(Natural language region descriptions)
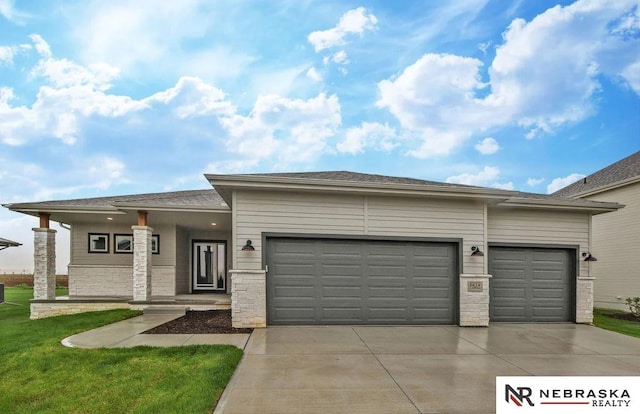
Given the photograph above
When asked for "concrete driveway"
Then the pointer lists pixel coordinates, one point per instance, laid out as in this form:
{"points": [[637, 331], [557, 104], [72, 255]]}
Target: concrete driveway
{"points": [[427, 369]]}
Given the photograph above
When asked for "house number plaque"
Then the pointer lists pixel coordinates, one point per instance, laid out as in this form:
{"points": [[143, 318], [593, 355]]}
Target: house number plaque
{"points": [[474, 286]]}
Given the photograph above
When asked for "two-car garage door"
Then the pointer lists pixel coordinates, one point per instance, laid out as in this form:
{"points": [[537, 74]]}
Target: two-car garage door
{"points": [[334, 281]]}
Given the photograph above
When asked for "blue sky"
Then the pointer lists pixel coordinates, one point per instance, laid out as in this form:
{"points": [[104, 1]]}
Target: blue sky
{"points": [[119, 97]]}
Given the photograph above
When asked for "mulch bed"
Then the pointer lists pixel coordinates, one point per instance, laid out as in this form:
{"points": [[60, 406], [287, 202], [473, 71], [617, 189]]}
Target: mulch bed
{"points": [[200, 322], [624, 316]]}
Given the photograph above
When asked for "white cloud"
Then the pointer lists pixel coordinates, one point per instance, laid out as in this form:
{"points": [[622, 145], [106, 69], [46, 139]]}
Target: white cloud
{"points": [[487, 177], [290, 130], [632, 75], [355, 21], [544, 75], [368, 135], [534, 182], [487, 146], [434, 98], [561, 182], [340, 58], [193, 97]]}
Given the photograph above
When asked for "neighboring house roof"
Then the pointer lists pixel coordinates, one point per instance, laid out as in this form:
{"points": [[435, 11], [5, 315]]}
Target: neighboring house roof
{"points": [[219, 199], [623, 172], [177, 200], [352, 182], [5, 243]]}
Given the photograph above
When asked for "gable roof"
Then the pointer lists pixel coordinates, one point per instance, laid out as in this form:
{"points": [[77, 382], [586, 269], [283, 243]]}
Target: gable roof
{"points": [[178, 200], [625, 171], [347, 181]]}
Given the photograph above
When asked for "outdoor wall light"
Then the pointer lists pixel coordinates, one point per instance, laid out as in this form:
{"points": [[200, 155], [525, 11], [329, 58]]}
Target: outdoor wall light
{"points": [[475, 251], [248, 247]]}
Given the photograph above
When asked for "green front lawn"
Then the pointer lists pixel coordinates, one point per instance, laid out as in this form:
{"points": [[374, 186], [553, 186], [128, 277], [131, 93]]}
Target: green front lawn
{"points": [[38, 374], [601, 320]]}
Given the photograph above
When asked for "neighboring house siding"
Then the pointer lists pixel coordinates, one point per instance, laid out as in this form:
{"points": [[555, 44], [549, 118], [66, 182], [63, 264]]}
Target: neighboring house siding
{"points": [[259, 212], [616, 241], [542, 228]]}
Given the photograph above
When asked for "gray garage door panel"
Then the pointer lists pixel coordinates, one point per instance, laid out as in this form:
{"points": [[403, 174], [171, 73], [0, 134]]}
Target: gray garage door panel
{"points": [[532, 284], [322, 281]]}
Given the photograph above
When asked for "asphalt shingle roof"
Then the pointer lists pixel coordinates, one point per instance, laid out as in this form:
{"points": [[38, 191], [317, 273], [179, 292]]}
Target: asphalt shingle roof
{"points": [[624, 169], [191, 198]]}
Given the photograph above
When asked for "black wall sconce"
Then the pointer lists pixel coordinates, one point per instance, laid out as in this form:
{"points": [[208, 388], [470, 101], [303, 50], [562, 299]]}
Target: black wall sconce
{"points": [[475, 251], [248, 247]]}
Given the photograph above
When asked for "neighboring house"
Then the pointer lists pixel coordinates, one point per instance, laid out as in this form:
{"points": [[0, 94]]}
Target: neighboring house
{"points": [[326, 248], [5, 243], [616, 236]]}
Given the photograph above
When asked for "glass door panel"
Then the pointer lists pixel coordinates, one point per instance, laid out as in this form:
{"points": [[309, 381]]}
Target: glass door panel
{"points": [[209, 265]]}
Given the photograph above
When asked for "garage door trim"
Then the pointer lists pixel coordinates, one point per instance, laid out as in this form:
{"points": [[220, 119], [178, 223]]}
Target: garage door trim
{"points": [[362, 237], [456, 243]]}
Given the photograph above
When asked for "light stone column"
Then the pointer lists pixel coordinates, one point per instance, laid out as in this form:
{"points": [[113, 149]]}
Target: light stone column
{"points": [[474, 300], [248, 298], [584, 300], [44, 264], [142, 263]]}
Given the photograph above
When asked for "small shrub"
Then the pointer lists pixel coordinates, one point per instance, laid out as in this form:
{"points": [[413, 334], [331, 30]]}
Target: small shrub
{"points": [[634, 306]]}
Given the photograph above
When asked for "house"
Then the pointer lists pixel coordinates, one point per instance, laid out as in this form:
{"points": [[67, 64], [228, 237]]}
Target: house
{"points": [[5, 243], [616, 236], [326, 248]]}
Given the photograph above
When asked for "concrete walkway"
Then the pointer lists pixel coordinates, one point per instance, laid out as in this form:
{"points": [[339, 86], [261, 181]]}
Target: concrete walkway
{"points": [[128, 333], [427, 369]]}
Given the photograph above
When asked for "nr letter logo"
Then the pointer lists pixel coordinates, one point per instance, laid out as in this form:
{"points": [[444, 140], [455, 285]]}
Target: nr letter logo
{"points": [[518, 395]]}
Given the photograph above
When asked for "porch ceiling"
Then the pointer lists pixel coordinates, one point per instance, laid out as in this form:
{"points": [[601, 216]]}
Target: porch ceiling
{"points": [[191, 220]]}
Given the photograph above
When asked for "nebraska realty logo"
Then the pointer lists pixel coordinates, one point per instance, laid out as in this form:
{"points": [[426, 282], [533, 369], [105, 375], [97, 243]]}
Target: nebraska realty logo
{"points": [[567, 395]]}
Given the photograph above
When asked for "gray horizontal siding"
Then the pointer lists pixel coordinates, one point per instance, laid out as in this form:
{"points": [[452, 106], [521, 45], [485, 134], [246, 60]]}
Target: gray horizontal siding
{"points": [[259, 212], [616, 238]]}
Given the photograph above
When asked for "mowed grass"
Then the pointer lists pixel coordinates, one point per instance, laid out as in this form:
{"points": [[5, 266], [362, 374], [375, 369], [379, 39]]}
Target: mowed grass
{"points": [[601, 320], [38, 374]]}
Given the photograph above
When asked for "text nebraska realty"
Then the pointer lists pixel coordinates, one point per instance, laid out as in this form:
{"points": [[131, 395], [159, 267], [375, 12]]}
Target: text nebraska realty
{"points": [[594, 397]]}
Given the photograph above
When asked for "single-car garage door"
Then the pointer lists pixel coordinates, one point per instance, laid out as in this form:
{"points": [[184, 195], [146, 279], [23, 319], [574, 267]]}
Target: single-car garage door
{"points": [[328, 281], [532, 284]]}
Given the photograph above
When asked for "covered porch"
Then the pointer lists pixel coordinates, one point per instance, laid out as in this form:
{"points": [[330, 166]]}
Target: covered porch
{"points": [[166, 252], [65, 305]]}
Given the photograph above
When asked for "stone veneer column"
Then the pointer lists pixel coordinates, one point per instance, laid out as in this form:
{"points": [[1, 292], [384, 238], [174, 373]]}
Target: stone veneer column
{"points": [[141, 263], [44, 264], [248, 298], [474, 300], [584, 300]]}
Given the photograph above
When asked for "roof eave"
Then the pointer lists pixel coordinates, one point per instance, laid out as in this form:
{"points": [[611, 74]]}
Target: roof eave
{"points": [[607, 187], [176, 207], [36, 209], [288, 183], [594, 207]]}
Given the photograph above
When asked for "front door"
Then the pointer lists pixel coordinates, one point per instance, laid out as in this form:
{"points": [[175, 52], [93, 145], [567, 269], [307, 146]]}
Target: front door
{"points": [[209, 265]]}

Work required
Leave the pictures out. Repeat every entry above exactly.

Output for this exercise
Given the photograph above
When asked for "concrete driveway"
Then the pointer lists pixel coordinates, one point per instance, laid out as in this form:
{"points": [[637, 331], [557, 104], [72, 255]]}
Target: concrete driveway
{"points": [[427, 369]]}
Given the photograph above
When asked for "house number plaque"
Then the pointer lists pixel coordinates, one point per instance, laid out as in this form:
{"points": [[143, 318], [593, 355]]}
Target: house number plaque
{"points": [[474, 286]]}
Given the photograph above
When asked for "two-car garage door"
Then the pointer lists pixel coordinates, one point per instance, laid out as in this form:
{"points": [[537, 74]]}
Target: two-car garage door
{"points": [[334, 281]]}
Given the photograph above
When asked for "blue sky"
Then the pointer lists pixel coordinates, one point per instance, laid out as in this form:
{"points": [[104, 1]]}
Target: blue sky
{"points": [[119, 97]]}
Given the photograph above
When asked for "mulch bed"
Then the pointer lists pixel coordinates, one point per instance, laid out as in this form:
{"points": [[60, 406], [287, 202], [473, 71], [617, 189]]}
Target: mulch bed
{"points": [[200, 322], [624, 316]]}
Given the photograph above
When asked for "white cloud"
Then the pointer lists pixel coordinates, one point per instance, laid out as in this form:
{"points": [[622, 145], [106, 69], [46, 139]]}
Target: white cloud
{"points": [[487, 177], [290, 130], [632, 75], [355, 21], [544, 75], [368, 135], [534, 182], [487, 146], [434, 98], [561, 182], [340, 58], [193, 97]]}
Given the photograph above
When asked for "neighboring house roof"
Then the pointer lists pixel coordinates, one point per instance, laid out as in this form:
{"points": [[435, 11], [5, 315]]}
Target: neighboring house roof
{"points": [[219, 199], [623, 172], [177, 200], [352, 182], [5, 243]]}
Given the photograph above
When asked for "gable roof"
Then the pointer lists pixel coordinates, one point per instance, laid out as in this form:
{"points": [[77, 382], [586, 269], [283, 243]]}
Target: gable roof
{"points": [[178, 200], [625, 171], [347, 181]]}
Given the photograph above
When asked for "outdoor wall light"
Then the pointer lists pixel coordinates, one point per instance, laid out as in this form:
{"points": [[200, 155], [525, 11], [329, 58]]}
Target: outdoor wall light
{"points": [[475, 251], [248, 247]]}
Given the photograph above
When asked for "green front lawn"
Then the pointer lists pixel coordinates, one point per instance, laid out as in this form:
{"points": [[374, 186], [553, 186], [128, 277], [131, 93]]}
Target: green front lawn
{"points": [[38, 374], [601, 320]]}
Given the photograph above
When asked for "neighboring house siding"
Then the pointer lists pixel coordinates, one point per instance, laid out as in this form:
{"points": [[555, 44], [549, 118], [66, 182], [63, 264]]}
Target: neighboring house siding
{"points": [[259, 212], [616, 241], [542, 228]]}
Given the photograph above
When asked for "gray garage door panel"
Then the pointer lists pixel coordinates, one point per instance, laid out as in this form:
{"points": [[403, 174], [171, 73], [0, 134]]}
Target: gray garage door panel
{"points": [[532, 284], [322, 281]]}
Given the photograph above
When asked for "asphalt shingle roof"
Then the pointer lists pixel coordinates, one point per instance, laid out as in this form:
{"points": [[38, 191], [317, 273], [179, 292]]}
Target: asphalt shingle roof
{"points": [[624, 169], [191, 198]]}
Given the photograph above
When asked for "black wall sconce"
Then the pointer lists pixel coordinates, one point per instance, laid out as in this form:
{"points": [[208, 388], [470, 101], [303, 50], [562, 299]]}
Target: black wall sconce
{"points": [[475, 251], [248, 247]]}
Given the photograph above
When asked for "neighboring house"
Then the pointer lists pixel coordinates, one point per instance, laid out as in this form:
{"points": [[0, 94]]}
Target: neighboring house
{"points": [[326, 248], [5, 243], [616, 236]]}
Given the photograph above
When asked for "glass door panel"
Then the pointer lists pixel coordinates, one point per instance, laid out as in this form:
{"points": [[309, 381]]}
Target: glass door panel
{"points": [[209, 265]]}
Given the photograph above
When asked for "garage door trim"
Then the pointer lists pixel coordinates, one point per instance, laid out as in this form:
{"points": [[220, 119], [178, 223]]}
Target: garage door trim
{"points": [[362, 237], [456, 243]]}
Given the photograph above
When asked for "light stone column"
Then the pointer lists pixel coordinates, one point per instance, laid out as in this form:
{"points": [[113, 149]]}
Target: light stone column
{"points": [[474, 300], [248, 298], [584, 300], [44, 264], [142, 263]]}
Given the photograph above
When asked for "small shrub"
Then the pointer lists pixel coordinates, one point per instance, laid out as in this form:
{"points": [[413, 334], [331, 30]]}
Target: small shrub
{"points": [[634, 306]]}
Given the photograph above
When asked for "house"
Then the pointer lists pixel coordinates, one point per instance, laid out as in this form:
{"points": [[67, 64], [228, 237]]}
Target: house
{"points": [[5, 243], [616, 236], [326, 248]]}
Given the photograph above
When asked for "concrete walkway"
Then the pointer lists pixel coordinates, one point per instance, laid out as in this form:
{"points": [[339, 86], [261, 181]]}
Target: concrete walkway
{"points": [[128, 333], [427, 369]]}
Given the photograph above
When asked for "nr letter logo"
Then the pointer lists pixel coordinates, one point per instance, laid out as in this form:
{"points": [[444, 140], [455, 285]]}
Target: nr letter logo
{"points": [[518, 395]]}
Given the photograph above
When asked for "porch ceiling"
Then the pointer lists pixel coordinates, one point per instance, laid out as in this form:
{"points": [[601, 216]]}
Target: porch ceiling
{"points": [[191, 220]]}
Given the photograph above
When asked for "nebraska realty logo"
Then the pointer lists pixel coordinates, one point per instance, laid out as in this form:
{"points": [[426, 282], [533, 369], [105, 375], [97, 243]]}
Target: nebraska realty logo
{"points": [[567, 395]]}
Given the photograph above
When asked for "gray horizontal siding"
Then the pointer lists pixel coordinates, one point per instance, laid out as in this form:
{"points": [[452, 106], [521, 45], [485, 134], [246, 60]]}
Target: gray horizontal siding
{"points": [[259, 212], [616, 238]]}
Given the photograph above
When asked for "mowed grass"
Then the pointer lists pixel coordinates, one point per instance, laid out as in this form:
{"points": [[5, 266], [362, 374], [375, 369], [379, 39]]}
Target: mowed grass
{"points": [[601, 320], [38, 374]]}
Given the photograph above
When asked for "text nebraska realty"
Then the pointer lists pixel coordinates, one point per instance, laid out as in this form:
{"points": [[131, 395], [159, 267], [375, 12]]}
Target: text nebraska realty
{"points": [[594, 397]]}
Given the photograph above
When asked for "single-car garage door"
Then the pointer lists pixel coordinates, one point per instance, laid out as in this form:
{"points": [[184, 195], [146, 279], [23, 319], [574, 267]]}
Target: single-car garage door
{"points": [[328, 281], [532, 284]]}
Given the photograph above
When asked for "covered porch"
Then the pointer lists pixel coordinates, one point per instance, laid out as in this form:
{"points": [[330, 166]]}
Target: covered porch
{"points": [[166, 252], [65, 305]]}
Given the photograph above
When asked for "stone veneer column"
Then the pointer lists pixel coordinates, one point per instance, laid out as in this form:
{"points": [[1, 292], [384, 238], [174, 373]]}
Target: stone veneer column
{"points": [[141, 263], [44, 264], [248, 298], [474, 300], [584, 300]]}
Given the photograph above
When asked for "roof eave"
Then the pointer lists pixel coordinates, one point per instance, laid out as in this form:
{"points": [[611, 74]]}
Target: roof eave
{"points": [[607, 187], [176, 207], [36, 209], [288, 183], [594, 207]]}
Given the photograph above
When asked for "front door"
Then the pointer lists pixel coordinates, one point per instance, laid out as in this form:
{"points": [[175, 52], [93, 145], [567, 269], [307, 146]]}
Target: front door
{"points": [[209, 265]]}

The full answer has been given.